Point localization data
- Opening Delimiter -

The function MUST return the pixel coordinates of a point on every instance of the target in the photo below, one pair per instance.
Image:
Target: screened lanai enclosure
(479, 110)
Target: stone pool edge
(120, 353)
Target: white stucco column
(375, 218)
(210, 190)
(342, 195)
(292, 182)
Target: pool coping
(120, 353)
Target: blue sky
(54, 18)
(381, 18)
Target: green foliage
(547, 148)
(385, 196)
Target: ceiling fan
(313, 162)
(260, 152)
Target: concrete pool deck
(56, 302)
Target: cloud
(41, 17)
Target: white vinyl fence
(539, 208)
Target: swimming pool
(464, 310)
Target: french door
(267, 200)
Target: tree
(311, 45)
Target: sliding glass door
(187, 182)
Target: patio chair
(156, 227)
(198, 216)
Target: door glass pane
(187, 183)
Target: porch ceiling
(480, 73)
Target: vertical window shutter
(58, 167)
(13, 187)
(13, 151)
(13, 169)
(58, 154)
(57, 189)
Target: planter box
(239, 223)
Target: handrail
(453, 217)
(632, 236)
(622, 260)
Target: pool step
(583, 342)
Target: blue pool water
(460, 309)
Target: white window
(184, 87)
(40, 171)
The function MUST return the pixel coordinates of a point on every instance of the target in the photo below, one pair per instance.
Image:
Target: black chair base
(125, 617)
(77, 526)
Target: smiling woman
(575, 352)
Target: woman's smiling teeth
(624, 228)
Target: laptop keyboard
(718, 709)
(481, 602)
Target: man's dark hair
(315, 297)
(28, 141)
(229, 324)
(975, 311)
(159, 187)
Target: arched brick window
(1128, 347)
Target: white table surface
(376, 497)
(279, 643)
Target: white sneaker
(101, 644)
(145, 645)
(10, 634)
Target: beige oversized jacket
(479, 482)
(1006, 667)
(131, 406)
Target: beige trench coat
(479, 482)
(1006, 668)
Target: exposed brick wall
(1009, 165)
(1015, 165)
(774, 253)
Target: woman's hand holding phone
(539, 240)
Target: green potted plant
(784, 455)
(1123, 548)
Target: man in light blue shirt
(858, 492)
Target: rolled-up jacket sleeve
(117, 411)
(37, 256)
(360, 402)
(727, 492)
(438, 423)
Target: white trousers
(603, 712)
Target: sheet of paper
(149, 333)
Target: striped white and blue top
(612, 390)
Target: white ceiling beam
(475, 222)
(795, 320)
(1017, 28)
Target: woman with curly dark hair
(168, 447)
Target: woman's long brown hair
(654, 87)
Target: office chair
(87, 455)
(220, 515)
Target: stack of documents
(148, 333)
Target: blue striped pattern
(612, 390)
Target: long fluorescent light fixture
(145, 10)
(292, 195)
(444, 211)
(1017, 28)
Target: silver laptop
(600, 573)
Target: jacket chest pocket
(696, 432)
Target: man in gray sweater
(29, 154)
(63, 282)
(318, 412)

- Closing Delimiter -

### Task prompt
Recopy all of the records verbatim.

### Answer area
The function MUST return the pixel coordinates of a point on every instance of the target in the photo below, one pair per instance.
Image:
Target: screened lanai enclosure
(479, 110)
Target: stone pool edge
(120, 353)
Target: white stucco column
(375, 218)
(210, 190)
(342, 195)
(292, 182)
Target: pool coping
(120, 353)
Target: blue sky
(54, 18)
(381, 18)
Target: green foliage
(547, 148)
(385, 196)
Target: ceiling fan
(313, 162)
(260, 152)
Target: concrete pool deck
(56, 302)
Target: cloud
(41, 17)
Target: white vinyl fence
(539, 208)
Target: swimming pool
(464, 310)
Target: french door
(267, 200)
Target: tree
(311, 45)
Target: sliding glass door
(187, 182)
Target: patio chair
(156, 227)
(198, 216)
Target: door glass pane
(187, 183)
Target: porch ceiling
(480, 73)
Target: vertical window shutter
(58, 167)
(13, 187)
(13, 151)
(13, 169)
(58, 154)
(57, 189)
Target: planter box
(239, 223)
Target: handrail
(453, 217)
(632, 236)
(622, 260)
Target: pool step
(583, 342)
Target: blue pool water
(460, 309)
Target: white window
(184, 87)
(40, 171)
The function MUST return the pixel coordinates of a point on every instance of the target in the photo below, one pair per instance.
Image:
Target: black chair base
(125, 617)
(77, 526)
Target: smiling woman
(575, 352)
Target: woman's smiling teeth
(624, 228)
Target: laptop keyboard
(718, 709)
(481, 602)
Target: man's dark hair
(315, 297)
(28, 141)
(229, 324)
(975, 311)
(159, 187)
Target: arched brick window
(1128, 347)
Target: white table surface
(376, 497)
(279, 643)
Target: white sneaker
(101, 644)
(145, 645)
(10, 634)
Target: beige oversized jacket
(479, 482)
(1006, 667)
(131, 406)
Target: beige trench coat
(479, 482)
(1006, 668)
Target: exposed brick wall
(1009, 165)
(1015, 165)
(774, 253)
Target: woman's hand holding phone
(539, 240)
Target: green potted plant
(784, 455)
(1123, 548)
Target: man in light blue shirt
(858, 492)
Target: rolled-up jacket sleeve
(117, 411)
(37, 256)
(360, 402)
(727, 492)
(438, 423)
Target: white trousers
(603, 712)
Target: sheet of paper
(149, 333)
Target: striped white and blue top
(612, 390)
Target: white ceiling beam
(475, 222)
(795, 320)
(1017, 28)
Target: woman with curly dark hair
(168, 447)
Target: woman's long brown hair
(654, 87)
Target: office chair
(87, 455)
(220, 515)
Target: stack of documents
(148, 333)
Target: blue striped pattern
(612, 390)
Target: long fluorescent light fixture
(145, 10)
(292, 195)
(444, 211)
(1017, 28)
Target: silver laptop
(600, 573)
Target: jacket chest pocket
(696, 432)
Target: man in gray sweater
(29, 154)
(63, 282)
(318, 412)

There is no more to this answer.